原文資料:
┏━━
一般社団法人Climate Integrate代表理事平田仁子君

 今日触れることができなかった原子力発電について、御質問ありがとうございます。
 二〇一一年の福島の原子力発電所の事故が起こった後に、「原発も温暖化もない未来を創る」という本を仲間で作らせていただいたことがございます。あの福島の事故以来のエネルギーに対しての大きな私たちへの、社会への影響、それから、エネルギーだけでなくて、福島の人々、そして日本の人たちに対する大きなこの原子力のリスクに対する認識を深めたということは、時間がたっても薄れるものではないというふうに思っております。
 これから脱炭素を進める上では、環境団体、気候変動に取り組む環境団体は明確に、このCO2だけの問題ではない、環境負荷、リスクのある原子力は選ばないという立場を共通して取ってきているところであります。もちろん、運転しているさなかでCO2を出しませんので、これはCO2排出にいいというような議論はずっとあり、日本もそれを旗印に原子力を推進してきたところもありますが、今日のバークレーのシナリオでまず見ていただきたいのは、二〇三五年までのシナリオで費用対効果を見たときに、まず、アンモニアや水素の混焼も高くて入ってこないというだけでなくて、新しい原発はまず入ってこないということであります。
 また、感度分析をしていただいて原子力が少ないシナリオも作っていただいていますが、コストについてはさほど上がらない。なぜならば、二〇五〇年も今暫定で試算していただいていますが、原子力ケースと原子力のないケースではほとんどコストが変わらないということであります。
 ですから、これ問題を推進すべきかすべきじゃないかという価値判断の問題はもちろん非常に重要な倫理的な問題をはらみますが、加えて、コストそして技術の安定性ということを考えたときに脱炭素の選択肢になるのかと問われれば、私はならないというふうに思っております。
 新しい原子力発電所は二〇三〇年代に一基。これが脱炭素に寄与する分もないに等しいぐらい小さいことでございます。時間的にも大変掛かります。そして、再稼働していくということで、一旦の削減量を見たとしても、結局は古くなって廃炉にしていくという流れの中で、またそれをカバーしていく電源が結果的に必要になってきますが、新しい原発は間に合いません。となったときに入っていくのは、やはり再生可能エネルギーです。
┗━━
提供情報:
┏━━
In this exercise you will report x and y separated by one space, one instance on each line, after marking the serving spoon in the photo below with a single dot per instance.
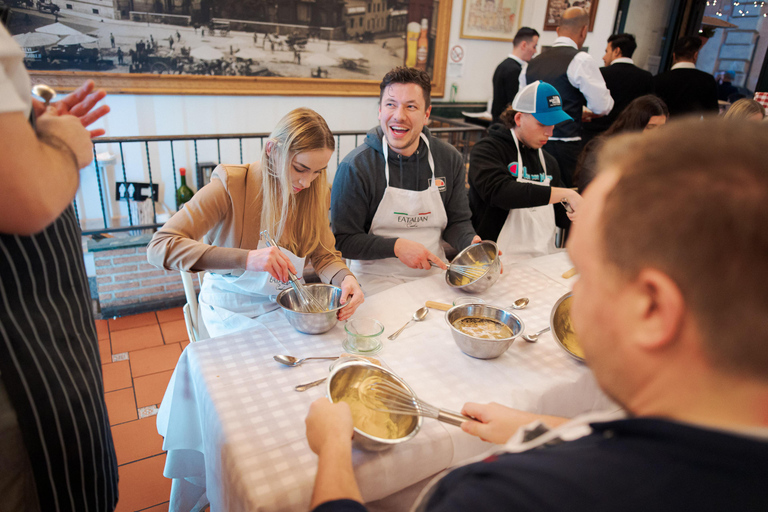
520 303
292 361
533 338
418 316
┗━━
課題の指示:
原子力発電に関する発言のうち、「二〇一一年の福島の原子力発電」で始まる箇所から「こないということであります。」で終わる箇所までを、「環境団体」を「市民団体」に置き換えて書き直してください。 これらの記録は別の出典から採られたものです。

解答:
二〇一一年の福島の原子力発電所の事故が起こった後に、「原発も温暖化もない未来を創る」という本を仲間で作らせていただいたことがございます。あの福島の事故以来のエネルギーに対しての大きな私たちへの、社会への影響、それから、エネルギーだけでなくて、福島の人々、そして日本の人たちに対する大きなこの原子力のリスクに対する認識を深めたということは、時間がたっても薄れるものではないというふうに思っております。
 これから脱炭素を進める上では、市民団体、気候変動に取り組む市民団体は明確に、このCO2だけの問題ではない、環境負荷、リスクのある原子力は選ばないという立場を共通して取ってきているところであります。もちろん、運転しているさなかでCO2を出しませんので、これはCO2排出にいいというような議論はずっとあり、日本もそれを旗印に原子力を推進してきたところもありますが、今日のバークレーのシナリオでまず見ていただきたいのは、二〇三五年までのシナリオで費用対効果を見たときに、まず、アンモニアや水素の混焼も高くて入ってこないというだけでなくて、新しい原発はまず入ってこないということであります。